An example of letterlocking -- where people doubled letters as envelopes to ensure the security of a document -- the fallen monarch used a spiral locking process to seal a message that was "a last will and testament and a bid for martyrdom," the research published on Friday says.
Mary was shrouded in political controversy during her lifetime. She was next in line to the throne after Henry VIII's children, and was targeted by conspirators under the reign of her English cousin, Elizabeth I. Mary was interned for 19 years, after which she was executed at the age of 44, according to the royal family website.
Mary wrote the letter, which was addressed to her brother-in-law, Henry III of France, on the morning of her execution at Fotheringhay Castle in 1587, according to the research.
She used a series of intricate folding and slitting techniques to close the letter, which researchers describe as "one of the most spectacular examples of spiral locking" in the article.
A "powerful and moving" testimony, the letter was likely folded by the monarch herself while she was in her prison cell. There are also blotches on the letter, which some historians suggest could be evidence of Mary's tears staining the paper, according to the research.
"Sire, my brother-in-law, having by God's will, for my sins I think, thrown myself into the power of the Queen my cousin, at whose hands I have suffered much for almost twenty years, I have finally been condemned to death by her and her Estates," the letter reads, according to an English translation in the National Library of Scotland.
"I have asked for my papers, which they have taken away, in order that I might make my will, but I have been unable to recover anything of use to me, or even get leave either to make my will freely or to have my body conveyed after my death, as I would wish, to your kingdom where I had the honour to be queen, your sister and old ally," the letter says.
"I am to be executed like a criminal at eight in the morning," the letter adds.
As Mary did not have access to most of her possessions at the time, including her letter writing utensils, she would have had to slit the letter using an alternative blade -- and was perhaps aided by her ladies-in-waiting Jane Kennedy and Elizabeth Curle.
Letterlocking was used widely throughout early modern Europe, and was an essential process of ensuring the security of letters before mass-produced gummed envelopes were manufactured in the 19th-century.
It played a crucial role in the "history of secrecy systems," enabling "global correspondence in the early modern period as fundamentally as computer coding underpins digital communication today," the research paper says.
The research, which is part of the Elizabeth and Mary: Royal Cousins, Rival Queens exhibition at London's British Library, also divulges the use of spiral locking by other famous European monarchs including Queen Elizabeth I in 1573 and Catherine de' Medici in 1570.

[EXPLORE THE MATERIAL]
• A. Transcribe the passage on Mary's final letter between "It played a" and "Medici in 1570.", inclusive.
• B. For each statement below, answer yes or no according to the passage on Mary's final letter, and quote the words of the passage that decide it.
(i) Mary addressed the letter to Henry III of France.
(ii) Mary was interned for 25 years before her execution.
(iii) Mass-produced gummed envelopes were manufactured in the 18th century.
• C. According to the passage on Mary's final letter, at what hour was Mary to be executed?

[THE DATA]
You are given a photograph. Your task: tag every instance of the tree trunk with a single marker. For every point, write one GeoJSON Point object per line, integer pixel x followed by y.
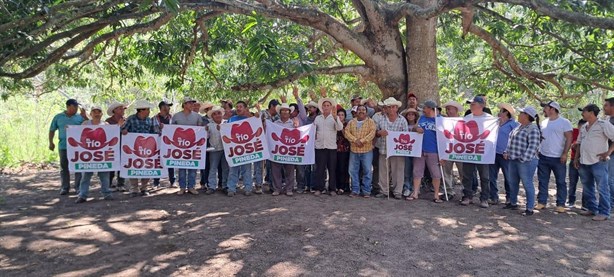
{"type": "Point", "coordinates": [421, 53]}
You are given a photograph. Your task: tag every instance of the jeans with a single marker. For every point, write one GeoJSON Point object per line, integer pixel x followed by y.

[ANSWERS FOR EACH ITEM]
• A.
It played a crucial role in the "history of secrecy systems," enabling "global correspondence in the early modern period as fundamentally as computer coding underpins digital communication today," the research paper says.
The research, which is part of the Elizabeth and Mary: Royal Cousins, Rival Queens exhibition at London's British Library, also divulges the use of spiral locking by other famous European monarchs including Queen Elizabeth I in 1573 and Catherine de' Medici in 1570.

• B.
(i) Yes: "addressed to her brother-in-law, Henry III of France"
(ii) No: "Mary was interned for 19 years"
(iii) No: "before mass-produced gummed envelopes were manufactured in the 19th-century"

• C. At eight in the morning.